[DATA]
┌────────
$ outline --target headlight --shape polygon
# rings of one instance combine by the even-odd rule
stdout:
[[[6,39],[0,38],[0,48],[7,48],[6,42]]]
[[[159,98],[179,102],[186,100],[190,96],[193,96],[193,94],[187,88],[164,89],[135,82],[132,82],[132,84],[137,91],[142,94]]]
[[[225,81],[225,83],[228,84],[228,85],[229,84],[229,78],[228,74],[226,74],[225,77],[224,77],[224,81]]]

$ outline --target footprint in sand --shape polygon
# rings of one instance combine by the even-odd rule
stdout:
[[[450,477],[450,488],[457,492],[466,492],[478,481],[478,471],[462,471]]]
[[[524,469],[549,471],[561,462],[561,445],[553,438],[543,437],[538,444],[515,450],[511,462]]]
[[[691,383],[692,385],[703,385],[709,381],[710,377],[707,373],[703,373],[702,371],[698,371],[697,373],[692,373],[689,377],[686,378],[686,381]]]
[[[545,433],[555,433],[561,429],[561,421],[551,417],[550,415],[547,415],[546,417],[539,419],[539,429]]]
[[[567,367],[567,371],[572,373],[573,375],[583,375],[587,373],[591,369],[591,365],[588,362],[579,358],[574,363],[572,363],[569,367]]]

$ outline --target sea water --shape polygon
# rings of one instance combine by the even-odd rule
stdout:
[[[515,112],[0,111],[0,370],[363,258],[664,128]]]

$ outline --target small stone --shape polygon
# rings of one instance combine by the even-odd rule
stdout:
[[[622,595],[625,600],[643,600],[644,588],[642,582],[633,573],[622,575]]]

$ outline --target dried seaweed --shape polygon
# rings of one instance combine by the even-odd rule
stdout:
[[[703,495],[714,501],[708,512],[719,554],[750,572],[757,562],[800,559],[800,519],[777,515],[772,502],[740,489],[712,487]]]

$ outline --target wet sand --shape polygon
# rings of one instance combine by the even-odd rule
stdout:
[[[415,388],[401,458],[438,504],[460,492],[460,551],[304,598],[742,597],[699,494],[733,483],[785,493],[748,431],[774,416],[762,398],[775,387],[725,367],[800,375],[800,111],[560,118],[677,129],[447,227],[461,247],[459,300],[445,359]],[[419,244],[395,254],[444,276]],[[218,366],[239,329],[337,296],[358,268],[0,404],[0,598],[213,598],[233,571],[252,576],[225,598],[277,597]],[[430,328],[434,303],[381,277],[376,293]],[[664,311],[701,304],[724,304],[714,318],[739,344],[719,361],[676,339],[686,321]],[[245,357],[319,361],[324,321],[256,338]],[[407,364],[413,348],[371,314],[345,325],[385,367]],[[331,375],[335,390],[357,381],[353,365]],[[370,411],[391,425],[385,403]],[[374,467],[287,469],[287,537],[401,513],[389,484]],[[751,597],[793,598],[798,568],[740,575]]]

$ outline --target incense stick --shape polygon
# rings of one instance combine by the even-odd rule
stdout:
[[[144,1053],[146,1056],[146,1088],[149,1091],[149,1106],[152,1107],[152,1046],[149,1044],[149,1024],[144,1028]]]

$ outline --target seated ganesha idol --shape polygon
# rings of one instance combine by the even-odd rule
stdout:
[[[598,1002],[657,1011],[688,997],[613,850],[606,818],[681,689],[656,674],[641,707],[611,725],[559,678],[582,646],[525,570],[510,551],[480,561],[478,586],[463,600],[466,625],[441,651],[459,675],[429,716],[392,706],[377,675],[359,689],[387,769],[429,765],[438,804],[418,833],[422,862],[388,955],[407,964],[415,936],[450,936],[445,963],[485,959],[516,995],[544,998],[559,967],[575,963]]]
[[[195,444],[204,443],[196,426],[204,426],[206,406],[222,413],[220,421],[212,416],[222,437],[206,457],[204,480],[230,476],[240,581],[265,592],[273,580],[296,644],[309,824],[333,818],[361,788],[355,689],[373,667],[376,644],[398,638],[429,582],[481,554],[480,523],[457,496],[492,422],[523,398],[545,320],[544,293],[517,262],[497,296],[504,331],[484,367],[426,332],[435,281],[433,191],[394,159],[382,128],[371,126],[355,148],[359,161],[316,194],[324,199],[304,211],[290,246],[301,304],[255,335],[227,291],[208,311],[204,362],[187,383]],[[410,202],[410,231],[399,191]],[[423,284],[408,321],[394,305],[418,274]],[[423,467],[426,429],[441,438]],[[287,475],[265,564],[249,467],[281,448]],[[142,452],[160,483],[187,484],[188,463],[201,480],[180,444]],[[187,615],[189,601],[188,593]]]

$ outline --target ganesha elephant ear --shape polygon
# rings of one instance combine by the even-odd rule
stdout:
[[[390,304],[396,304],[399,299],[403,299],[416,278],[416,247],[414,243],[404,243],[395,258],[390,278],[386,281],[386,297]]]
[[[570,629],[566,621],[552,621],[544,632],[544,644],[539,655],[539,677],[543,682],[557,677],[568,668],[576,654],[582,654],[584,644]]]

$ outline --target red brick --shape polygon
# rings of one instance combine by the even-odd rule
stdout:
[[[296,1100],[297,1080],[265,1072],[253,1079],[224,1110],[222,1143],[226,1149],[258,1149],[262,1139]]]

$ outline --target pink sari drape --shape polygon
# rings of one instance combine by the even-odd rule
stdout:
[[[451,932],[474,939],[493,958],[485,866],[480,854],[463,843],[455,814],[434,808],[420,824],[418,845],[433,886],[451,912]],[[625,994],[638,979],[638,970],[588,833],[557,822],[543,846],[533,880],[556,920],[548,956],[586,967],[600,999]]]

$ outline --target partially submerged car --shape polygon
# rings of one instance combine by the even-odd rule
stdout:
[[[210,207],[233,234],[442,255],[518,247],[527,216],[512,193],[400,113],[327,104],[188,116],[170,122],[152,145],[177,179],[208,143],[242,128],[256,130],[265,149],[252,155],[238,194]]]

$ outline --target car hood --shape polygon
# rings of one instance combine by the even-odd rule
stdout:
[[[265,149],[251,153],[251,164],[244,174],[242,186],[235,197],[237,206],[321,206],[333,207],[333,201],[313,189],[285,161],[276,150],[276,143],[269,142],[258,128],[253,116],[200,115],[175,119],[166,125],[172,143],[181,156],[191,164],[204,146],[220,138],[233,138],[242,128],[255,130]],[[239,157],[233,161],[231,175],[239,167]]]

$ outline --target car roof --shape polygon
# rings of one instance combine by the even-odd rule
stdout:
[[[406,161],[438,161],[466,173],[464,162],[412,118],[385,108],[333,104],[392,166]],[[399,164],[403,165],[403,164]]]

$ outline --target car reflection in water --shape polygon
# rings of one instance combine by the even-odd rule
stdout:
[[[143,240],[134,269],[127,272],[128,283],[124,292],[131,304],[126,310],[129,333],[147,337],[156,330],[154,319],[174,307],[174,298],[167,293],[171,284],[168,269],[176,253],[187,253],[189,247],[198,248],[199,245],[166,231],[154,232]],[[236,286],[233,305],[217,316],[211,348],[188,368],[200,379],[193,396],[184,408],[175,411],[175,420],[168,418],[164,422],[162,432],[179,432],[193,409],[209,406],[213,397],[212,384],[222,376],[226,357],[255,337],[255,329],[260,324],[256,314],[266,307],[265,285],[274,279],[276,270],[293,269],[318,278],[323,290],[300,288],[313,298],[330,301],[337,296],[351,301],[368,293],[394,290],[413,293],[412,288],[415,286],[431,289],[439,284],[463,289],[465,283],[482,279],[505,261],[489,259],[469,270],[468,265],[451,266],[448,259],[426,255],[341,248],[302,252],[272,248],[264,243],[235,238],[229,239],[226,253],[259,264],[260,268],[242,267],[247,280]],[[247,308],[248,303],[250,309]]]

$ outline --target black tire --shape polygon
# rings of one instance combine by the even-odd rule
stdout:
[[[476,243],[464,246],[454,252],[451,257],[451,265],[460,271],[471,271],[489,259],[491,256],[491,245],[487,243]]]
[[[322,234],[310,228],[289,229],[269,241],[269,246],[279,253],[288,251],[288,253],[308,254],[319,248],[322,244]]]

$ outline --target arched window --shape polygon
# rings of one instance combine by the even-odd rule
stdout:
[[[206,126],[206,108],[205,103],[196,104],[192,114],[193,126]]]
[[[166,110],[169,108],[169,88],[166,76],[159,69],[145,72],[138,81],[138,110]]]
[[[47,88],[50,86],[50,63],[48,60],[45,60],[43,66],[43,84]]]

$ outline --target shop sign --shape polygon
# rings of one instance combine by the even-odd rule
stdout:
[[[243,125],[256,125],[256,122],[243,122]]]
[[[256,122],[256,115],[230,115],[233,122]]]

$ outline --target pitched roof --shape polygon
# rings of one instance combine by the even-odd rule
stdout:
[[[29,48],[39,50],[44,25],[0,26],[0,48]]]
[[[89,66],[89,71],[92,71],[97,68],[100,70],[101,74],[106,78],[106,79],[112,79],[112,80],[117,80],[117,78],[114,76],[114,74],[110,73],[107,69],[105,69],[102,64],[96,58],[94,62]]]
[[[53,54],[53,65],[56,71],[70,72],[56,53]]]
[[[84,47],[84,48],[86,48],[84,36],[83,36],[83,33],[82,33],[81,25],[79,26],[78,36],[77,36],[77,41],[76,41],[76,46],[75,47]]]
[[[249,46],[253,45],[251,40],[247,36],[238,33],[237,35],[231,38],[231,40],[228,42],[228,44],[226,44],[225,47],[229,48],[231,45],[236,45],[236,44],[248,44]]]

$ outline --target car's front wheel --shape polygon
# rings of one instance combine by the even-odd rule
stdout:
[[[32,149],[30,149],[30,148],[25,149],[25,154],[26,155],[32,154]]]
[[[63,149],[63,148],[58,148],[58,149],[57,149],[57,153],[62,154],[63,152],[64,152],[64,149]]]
└────────
[DIRECTION] Pick out every line of the records that contains the string "roof", treating uppercase and lowercase as distinct, and copy each such line.

[FINISHED EXERCISE]
$ outline --target car roof --shape polygon
$ outline --target pitched roof --shape polygon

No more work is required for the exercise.